#### [Task a]
Retype the Khor Virap passage between "My driver abruptly" and "mood to discuss.", inclusive.

Once in the compound of the monastery, the rejection from the place becomes even more apparent. There’s no information booth anywhere, no security guards, no signage, no guide books, no rest facilities, and for crying out loud - not even a priest in sight. Inappropriately-dressed bunch of loud Armenian tourists from the north were pushing for their turn to enter the pit twenty feet below. There were no trained people to help them maneuver the claustrophobic dive, and no guides to explain the historic significance of the place. I was shocked to find some of them rubbing pieces of gravel stones against the walls of the chapel (this is a 500 year old national landmark, mind you). I was told that wishes will come true, if they successfully stuck the stones into the hole of their making. How bizarre!

The revered platform I was eager to occupy for an unobstructed view of the mountain was heavily damaged at one end, and there were no workers repairing it. On her way down, a woman in her 40’s fell off the stairs. There were no railings to support her. Half a dozen other women rushed to the scene to wash her face with bottled water. The only person who seemed to be in charge of anything was an overwight, unwashed and unshaven man inside a little room by the side, selling postcards. I checked, and they were the same postcards I saw there the first time I visited Khor Virap in 1973.

On our way back, I stopped at the dinky kiosk at the bottom of the hill to buy bottled cold water. Soon the brigade of the unemployed was around me with an eerie plea to use the money Armenians in America donate to the church, to repair and guard Khor Virap, and give them jobs that will help them feed their families. It turned out that in happier times, these men were carpenters, masons, metal workers, and stone carvers.

My driver abruptly pulled me out of the pack. I heard him whisper nrank (them) with a slight jolt of his chin toward his left shoulder. It was apparently a warning against unseen people who may give me a hard time, I suppose, for instigating dissent amongst the poor and the destitute. I did not bother to ask him if the authorities he suspected of watching and listening were from the church, or the government. We were not in the mood to discuss.

Two days later on Sunday, we visited that other gem of Armenian Christendom, Noravank. The two of us were the only people attending mass.

#### [Task b]
In the rows below, rewrite the lines between the ones holding "arched opening in bell tower -> outlines" and "81L197 80L196 81L196", inclusive, with "bell tower" replaced by "belfry" and everything else unchanged. Return only those lines.

#### [Data extract]
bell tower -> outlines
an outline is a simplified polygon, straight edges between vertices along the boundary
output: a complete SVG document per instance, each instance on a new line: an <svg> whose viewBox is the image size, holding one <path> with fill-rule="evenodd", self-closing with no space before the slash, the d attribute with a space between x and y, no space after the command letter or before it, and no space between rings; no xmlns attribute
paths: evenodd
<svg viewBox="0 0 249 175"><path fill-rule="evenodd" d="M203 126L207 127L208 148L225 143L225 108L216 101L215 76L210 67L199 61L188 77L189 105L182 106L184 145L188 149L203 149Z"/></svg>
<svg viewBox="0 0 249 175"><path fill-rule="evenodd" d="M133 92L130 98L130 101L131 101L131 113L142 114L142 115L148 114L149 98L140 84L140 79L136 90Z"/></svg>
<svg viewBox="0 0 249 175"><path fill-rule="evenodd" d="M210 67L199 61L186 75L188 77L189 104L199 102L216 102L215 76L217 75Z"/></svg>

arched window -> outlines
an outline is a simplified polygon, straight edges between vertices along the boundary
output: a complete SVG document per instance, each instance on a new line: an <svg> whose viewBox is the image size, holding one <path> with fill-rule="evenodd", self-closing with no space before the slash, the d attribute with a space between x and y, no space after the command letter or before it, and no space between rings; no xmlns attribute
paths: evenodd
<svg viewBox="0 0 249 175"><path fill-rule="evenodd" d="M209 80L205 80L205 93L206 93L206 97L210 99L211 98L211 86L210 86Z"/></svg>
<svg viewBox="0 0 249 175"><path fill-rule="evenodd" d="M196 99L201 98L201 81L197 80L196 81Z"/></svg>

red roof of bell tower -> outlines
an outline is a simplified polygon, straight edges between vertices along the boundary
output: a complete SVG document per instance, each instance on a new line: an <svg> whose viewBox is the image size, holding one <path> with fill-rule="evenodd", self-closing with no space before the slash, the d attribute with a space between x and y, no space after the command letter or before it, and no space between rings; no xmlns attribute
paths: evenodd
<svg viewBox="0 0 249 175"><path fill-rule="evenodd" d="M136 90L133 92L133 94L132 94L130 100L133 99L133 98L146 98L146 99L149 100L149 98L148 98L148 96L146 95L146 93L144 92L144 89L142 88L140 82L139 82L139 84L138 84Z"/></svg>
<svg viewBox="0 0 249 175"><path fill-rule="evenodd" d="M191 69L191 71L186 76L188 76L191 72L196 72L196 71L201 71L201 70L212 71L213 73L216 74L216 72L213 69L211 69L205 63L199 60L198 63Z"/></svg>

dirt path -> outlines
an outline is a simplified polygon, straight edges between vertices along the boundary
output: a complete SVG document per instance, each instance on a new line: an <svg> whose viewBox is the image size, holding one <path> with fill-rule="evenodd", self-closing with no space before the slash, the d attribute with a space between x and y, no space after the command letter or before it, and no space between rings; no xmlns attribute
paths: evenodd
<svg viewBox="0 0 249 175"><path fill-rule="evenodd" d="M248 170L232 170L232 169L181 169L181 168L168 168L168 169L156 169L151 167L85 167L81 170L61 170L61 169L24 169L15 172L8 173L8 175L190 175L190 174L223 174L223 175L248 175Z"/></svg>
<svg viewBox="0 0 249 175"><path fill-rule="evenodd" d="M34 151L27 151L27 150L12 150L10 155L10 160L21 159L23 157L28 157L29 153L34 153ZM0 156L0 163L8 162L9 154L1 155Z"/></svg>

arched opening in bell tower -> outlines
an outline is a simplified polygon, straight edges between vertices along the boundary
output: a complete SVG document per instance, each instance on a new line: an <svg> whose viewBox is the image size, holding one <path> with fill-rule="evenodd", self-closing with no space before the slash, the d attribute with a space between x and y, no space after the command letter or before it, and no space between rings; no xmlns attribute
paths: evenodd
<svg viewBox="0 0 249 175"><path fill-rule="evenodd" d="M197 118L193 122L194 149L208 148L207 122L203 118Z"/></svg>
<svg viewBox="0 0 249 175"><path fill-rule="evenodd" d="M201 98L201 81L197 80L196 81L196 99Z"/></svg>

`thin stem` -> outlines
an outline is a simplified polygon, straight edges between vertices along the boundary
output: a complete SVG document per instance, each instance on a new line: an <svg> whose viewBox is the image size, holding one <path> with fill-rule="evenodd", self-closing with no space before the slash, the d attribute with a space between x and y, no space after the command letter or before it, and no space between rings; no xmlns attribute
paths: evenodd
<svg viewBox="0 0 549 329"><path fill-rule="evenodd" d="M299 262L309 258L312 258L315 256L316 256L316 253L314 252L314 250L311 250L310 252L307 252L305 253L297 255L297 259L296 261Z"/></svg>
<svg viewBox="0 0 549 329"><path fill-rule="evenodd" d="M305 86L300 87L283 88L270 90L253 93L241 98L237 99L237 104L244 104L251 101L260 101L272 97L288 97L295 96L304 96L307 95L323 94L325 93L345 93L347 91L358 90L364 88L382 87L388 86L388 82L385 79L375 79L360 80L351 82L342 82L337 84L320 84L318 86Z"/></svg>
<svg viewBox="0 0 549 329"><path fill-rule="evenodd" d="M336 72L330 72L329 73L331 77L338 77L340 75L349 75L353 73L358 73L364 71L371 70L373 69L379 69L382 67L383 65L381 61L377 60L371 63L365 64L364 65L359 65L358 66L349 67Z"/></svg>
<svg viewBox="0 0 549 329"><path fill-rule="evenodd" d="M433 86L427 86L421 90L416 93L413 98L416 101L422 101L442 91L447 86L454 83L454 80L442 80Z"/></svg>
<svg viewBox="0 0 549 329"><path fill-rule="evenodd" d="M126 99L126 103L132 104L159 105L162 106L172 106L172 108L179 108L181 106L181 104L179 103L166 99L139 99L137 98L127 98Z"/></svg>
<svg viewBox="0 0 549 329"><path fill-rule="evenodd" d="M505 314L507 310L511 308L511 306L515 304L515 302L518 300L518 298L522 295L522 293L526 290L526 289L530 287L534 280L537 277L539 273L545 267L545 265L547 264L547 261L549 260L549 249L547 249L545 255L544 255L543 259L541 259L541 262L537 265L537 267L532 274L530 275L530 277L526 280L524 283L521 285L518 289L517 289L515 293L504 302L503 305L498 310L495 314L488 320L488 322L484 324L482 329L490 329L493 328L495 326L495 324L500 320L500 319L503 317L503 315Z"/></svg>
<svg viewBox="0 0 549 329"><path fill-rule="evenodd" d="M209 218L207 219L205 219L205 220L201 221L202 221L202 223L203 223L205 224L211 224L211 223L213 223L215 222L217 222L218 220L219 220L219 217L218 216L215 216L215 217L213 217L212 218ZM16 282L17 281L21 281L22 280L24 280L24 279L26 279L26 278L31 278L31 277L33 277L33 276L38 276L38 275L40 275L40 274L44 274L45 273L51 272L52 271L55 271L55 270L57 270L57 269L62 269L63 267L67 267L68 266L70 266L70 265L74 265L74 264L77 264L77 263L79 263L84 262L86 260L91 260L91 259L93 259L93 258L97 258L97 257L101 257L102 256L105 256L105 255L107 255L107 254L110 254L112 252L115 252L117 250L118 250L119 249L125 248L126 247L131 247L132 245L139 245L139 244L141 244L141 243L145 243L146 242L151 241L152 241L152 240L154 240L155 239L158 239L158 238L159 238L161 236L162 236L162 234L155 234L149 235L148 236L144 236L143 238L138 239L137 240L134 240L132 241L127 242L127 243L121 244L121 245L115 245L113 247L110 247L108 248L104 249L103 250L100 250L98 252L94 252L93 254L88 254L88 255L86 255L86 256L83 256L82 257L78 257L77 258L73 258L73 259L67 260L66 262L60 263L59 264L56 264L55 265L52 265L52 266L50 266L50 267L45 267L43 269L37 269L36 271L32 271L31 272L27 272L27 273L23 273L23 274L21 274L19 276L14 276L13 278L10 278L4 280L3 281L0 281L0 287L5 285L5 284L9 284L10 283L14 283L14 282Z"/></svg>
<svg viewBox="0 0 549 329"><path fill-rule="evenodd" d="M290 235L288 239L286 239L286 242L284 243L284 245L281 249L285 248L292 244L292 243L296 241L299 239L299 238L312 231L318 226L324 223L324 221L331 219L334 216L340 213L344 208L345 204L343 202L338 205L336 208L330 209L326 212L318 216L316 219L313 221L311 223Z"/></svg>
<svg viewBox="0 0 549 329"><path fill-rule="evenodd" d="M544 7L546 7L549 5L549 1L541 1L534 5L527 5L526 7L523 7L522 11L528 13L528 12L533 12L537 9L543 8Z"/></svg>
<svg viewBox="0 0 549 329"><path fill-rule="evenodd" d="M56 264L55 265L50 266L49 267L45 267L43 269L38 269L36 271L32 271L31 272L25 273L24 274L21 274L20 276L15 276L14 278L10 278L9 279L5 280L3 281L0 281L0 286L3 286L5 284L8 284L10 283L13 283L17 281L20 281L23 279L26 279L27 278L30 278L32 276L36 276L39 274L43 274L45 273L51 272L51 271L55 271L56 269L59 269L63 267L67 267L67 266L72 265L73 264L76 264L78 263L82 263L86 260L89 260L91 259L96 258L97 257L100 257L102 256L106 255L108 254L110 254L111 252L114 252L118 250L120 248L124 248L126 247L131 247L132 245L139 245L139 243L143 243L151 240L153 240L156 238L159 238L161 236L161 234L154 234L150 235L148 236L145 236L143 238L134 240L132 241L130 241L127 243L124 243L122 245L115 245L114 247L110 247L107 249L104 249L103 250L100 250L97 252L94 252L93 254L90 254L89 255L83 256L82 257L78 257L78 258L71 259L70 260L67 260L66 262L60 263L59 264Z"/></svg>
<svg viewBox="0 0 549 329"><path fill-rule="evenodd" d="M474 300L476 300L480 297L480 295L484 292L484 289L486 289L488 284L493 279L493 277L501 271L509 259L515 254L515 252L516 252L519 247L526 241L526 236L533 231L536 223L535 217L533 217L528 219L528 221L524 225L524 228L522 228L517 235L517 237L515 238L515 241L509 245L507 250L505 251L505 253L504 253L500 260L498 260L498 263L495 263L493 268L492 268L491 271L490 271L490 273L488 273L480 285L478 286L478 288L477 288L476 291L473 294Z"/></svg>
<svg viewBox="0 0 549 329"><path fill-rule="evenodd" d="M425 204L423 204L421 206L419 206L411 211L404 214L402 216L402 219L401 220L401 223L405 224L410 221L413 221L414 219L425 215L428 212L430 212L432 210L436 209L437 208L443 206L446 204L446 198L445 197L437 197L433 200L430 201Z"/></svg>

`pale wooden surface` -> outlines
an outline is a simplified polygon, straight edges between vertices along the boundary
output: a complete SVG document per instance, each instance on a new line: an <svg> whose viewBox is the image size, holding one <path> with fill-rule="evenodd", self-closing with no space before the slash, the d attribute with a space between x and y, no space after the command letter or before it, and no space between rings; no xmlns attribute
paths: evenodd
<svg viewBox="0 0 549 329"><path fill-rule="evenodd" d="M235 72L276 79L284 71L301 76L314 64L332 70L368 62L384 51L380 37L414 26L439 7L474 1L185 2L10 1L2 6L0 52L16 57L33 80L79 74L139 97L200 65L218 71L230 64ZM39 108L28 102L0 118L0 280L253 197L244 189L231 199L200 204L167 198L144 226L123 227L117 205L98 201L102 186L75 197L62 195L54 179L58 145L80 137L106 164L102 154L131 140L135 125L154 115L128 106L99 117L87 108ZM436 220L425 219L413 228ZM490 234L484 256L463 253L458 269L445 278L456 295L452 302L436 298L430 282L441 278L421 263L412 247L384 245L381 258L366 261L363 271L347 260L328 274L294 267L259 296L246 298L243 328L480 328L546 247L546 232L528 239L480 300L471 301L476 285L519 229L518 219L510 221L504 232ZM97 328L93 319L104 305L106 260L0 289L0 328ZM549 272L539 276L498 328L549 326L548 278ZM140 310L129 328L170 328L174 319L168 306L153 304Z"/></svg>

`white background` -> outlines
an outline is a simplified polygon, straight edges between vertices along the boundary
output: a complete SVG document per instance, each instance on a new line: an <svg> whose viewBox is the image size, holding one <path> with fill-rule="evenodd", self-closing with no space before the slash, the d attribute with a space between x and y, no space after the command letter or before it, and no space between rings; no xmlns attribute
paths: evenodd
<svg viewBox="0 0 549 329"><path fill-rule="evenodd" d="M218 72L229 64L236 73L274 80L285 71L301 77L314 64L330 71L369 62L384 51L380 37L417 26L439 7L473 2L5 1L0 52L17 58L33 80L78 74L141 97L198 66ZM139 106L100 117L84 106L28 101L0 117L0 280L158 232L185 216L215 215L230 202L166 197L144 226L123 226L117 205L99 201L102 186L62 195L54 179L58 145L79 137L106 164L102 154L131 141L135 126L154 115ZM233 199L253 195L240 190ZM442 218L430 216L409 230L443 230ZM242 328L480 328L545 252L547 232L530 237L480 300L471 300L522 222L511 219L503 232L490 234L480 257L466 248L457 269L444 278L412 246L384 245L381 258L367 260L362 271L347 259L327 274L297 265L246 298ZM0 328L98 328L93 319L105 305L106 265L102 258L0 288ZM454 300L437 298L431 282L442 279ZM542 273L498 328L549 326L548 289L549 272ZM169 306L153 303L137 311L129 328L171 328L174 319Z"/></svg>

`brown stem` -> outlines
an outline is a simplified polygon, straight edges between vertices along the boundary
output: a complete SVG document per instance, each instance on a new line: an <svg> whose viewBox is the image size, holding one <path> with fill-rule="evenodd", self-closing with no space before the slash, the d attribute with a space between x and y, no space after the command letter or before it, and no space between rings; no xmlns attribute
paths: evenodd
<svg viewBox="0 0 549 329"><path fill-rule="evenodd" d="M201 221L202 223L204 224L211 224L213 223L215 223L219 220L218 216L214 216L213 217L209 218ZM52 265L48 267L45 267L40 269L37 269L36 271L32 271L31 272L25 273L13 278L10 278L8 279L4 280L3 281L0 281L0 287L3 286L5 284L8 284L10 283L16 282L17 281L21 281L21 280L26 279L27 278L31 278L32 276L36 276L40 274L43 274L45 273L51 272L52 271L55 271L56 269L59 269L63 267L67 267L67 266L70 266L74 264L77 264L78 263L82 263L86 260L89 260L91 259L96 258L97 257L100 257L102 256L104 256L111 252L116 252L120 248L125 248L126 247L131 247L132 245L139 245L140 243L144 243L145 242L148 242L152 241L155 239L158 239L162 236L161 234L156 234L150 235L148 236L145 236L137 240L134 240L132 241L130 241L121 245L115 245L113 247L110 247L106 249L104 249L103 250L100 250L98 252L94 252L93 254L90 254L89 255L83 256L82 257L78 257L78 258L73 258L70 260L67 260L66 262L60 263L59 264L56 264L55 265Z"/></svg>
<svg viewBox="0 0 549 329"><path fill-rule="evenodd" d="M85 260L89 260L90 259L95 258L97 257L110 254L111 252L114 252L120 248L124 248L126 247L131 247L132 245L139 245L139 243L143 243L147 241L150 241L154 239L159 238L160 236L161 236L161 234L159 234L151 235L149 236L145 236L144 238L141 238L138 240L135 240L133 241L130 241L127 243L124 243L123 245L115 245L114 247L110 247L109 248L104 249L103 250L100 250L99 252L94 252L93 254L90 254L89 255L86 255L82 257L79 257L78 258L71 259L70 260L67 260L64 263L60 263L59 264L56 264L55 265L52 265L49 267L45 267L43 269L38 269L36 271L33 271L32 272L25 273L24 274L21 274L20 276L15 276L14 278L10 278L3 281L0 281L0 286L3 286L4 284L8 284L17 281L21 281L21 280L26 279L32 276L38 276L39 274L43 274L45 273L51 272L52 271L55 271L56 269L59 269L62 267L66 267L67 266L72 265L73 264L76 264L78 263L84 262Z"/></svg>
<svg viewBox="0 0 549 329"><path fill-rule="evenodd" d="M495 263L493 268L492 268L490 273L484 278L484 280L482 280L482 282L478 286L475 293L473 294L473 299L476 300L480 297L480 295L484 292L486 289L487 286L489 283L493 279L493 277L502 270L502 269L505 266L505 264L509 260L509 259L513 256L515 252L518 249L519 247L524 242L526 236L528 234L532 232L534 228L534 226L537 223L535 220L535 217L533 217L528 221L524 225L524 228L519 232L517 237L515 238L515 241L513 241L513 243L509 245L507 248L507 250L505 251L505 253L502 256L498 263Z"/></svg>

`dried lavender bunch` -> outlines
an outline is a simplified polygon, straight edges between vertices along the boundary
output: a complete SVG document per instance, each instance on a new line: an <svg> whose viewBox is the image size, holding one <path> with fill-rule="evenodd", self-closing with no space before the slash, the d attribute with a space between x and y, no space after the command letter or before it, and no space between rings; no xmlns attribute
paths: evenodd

#### [Final result a]
My driver abruptly pulled me out of the pack. I heard him whisper nrank (them) with a slight jolt of his chin toward his left shoulder. It was apparently a warning against unseen people who may give me a hard time, I suppose, for instigating dissent amongst the poor and the destitute. I did not bother to ask him if the authorities he suspected of watching and listening were from the church, or the government. We were not in the mood to discuss.

#### [Final result b]
arched opening in belfry -> outlines
an outline is a simplified polygon, straight edges between vertices along the boundary
output: a complete SVG document per instance, each instance on a new line: an <svg> whose viewBox is the image size, holding one <path> with fill-rule="evenodd", self-closing with no space before the slash, the d attribute with a space between x and y, no space after the command letter or before it, and no space between rings; no xmlns attribute
paths: evenodd
<svg viewBox="0 0 249 175"><path fill-rule="evenodd" d="M197 118L193 122L194 149L208 148L207 122L203 118Z"/></svg>
<svg viewBox="0 0 249 175"><path fill-rule="evenodd" d="M201 98L201 81L197 80L196 81L196 99Z"/></svg>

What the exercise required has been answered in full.